§ Instructions for the task: From the data, return each line holding the word "output".
____
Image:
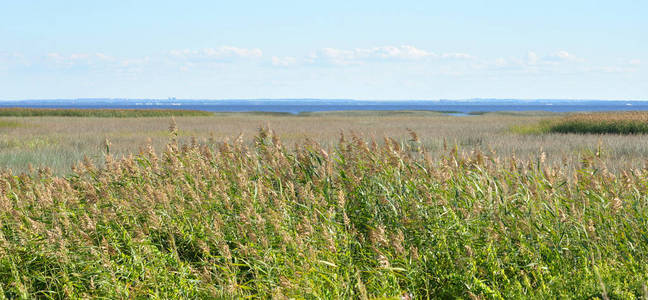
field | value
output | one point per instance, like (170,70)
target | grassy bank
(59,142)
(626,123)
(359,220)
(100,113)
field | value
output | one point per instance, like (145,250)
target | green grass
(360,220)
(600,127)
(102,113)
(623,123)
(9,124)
____
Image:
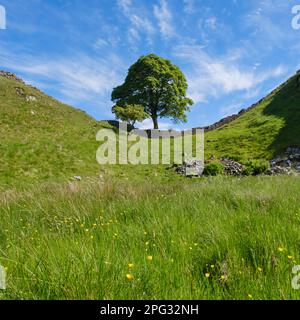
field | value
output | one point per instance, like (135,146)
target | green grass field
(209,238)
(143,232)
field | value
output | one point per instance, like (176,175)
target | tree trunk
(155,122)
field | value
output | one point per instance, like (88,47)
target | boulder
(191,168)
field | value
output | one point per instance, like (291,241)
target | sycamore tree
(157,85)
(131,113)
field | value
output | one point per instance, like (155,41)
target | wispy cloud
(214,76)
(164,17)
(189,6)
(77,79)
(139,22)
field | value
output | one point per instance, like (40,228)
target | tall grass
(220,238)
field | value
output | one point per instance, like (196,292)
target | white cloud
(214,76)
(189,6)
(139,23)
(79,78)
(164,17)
____
§ Expected answer:
output | one point per instance, like (170,70)
output | one point per instance, like (145,250)
output | one point per instance, like (135,146)
output | one point per instance, like (176,175)
output | one point per instance, like (88,47)
output | one point per instance, like (291,241)
output | one point per instance, like (155,41)
output | one point per instance, like (40,228)
output | one point per instance, like (196,292)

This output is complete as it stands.